== Task details ==
Pick out every line of the entries below that contains the string "light", and copy each one in full.

== Given information ==
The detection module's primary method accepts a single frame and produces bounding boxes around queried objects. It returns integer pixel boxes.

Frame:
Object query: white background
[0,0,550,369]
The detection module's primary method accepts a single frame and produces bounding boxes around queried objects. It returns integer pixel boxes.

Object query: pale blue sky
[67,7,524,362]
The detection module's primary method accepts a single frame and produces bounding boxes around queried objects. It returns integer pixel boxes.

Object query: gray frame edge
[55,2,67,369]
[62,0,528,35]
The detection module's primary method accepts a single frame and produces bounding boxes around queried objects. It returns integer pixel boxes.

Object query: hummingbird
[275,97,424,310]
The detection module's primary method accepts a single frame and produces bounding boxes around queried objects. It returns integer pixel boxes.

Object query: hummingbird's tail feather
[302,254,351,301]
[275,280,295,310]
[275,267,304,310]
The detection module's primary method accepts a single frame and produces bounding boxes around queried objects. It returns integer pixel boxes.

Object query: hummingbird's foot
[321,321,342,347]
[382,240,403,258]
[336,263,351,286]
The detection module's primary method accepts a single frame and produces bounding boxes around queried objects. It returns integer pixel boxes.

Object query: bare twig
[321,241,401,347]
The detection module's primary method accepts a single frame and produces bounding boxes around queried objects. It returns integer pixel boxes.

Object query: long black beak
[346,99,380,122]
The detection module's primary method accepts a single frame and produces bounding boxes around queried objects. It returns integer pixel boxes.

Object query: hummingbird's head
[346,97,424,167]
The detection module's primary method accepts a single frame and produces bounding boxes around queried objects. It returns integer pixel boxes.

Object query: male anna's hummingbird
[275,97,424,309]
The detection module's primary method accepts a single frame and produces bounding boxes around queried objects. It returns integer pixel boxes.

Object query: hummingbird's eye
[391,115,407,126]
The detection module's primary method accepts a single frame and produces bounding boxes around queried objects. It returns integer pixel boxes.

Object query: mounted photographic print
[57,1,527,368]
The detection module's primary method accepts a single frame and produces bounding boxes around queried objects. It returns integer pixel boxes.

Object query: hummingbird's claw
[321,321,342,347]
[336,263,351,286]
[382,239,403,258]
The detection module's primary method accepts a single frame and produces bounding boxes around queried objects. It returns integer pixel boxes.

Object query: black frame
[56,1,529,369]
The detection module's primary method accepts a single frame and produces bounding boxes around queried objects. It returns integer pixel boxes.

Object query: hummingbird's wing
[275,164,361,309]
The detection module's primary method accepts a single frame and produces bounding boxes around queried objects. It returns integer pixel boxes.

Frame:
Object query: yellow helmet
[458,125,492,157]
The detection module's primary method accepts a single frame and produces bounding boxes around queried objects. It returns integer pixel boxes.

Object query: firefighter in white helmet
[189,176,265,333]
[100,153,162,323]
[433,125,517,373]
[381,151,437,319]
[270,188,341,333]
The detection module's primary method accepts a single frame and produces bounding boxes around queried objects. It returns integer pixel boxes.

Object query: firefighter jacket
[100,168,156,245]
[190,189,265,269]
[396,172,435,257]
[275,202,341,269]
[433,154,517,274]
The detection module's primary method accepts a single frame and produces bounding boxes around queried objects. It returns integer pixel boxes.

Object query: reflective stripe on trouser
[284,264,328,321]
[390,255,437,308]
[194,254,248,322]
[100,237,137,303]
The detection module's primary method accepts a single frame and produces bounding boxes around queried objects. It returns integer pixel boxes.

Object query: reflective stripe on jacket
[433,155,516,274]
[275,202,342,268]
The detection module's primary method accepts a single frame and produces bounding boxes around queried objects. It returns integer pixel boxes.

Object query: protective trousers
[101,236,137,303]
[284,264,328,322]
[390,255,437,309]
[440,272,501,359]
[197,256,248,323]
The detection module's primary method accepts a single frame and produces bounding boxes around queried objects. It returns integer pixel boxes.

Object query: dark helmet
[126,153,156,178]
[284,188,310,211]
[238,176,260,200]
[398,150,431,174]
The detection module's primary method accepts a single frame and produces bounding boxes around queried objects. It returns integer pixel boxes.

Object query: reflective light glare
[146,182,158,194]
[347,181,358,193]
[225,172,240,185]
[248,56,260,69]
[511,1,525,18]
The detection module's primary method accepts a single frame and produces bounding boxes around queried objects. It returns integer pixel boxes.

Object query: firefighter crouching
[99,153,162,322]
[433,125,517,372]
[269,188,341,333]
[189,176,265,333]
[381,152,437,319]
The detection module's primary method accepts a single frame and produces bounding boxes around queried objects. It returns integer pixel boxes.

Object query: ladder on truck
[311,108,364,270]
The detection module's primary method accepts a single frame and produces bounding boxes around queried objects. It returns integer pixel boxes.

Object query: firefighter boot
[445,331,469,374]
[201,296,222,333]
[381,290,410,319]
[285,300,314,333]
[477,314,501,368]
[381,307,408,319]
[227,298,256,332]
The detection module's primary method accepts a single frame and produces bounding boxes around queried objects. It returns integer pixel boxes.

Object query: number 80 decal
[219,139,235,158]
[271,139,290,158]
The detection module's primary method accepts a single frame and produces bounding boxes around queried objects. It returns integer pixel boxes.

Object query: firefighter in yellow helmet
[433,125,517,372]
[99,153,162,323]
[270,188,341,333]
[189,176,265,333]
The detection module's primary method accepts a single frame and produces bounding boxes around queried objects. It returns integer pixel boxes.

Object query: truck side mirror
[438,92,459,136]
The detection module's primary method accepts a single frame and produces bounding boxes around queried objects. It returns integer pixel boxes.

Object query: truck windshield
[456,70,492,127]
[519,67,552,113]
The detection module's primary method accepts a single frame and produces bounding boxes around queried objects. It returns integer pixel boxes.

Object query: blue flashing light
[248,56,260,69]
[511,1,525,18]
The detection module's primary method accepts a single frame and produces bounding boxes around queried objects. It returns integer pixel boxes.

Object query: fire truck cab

== Expected output ==
Object query: reflective light glare
Object query: blue flashing light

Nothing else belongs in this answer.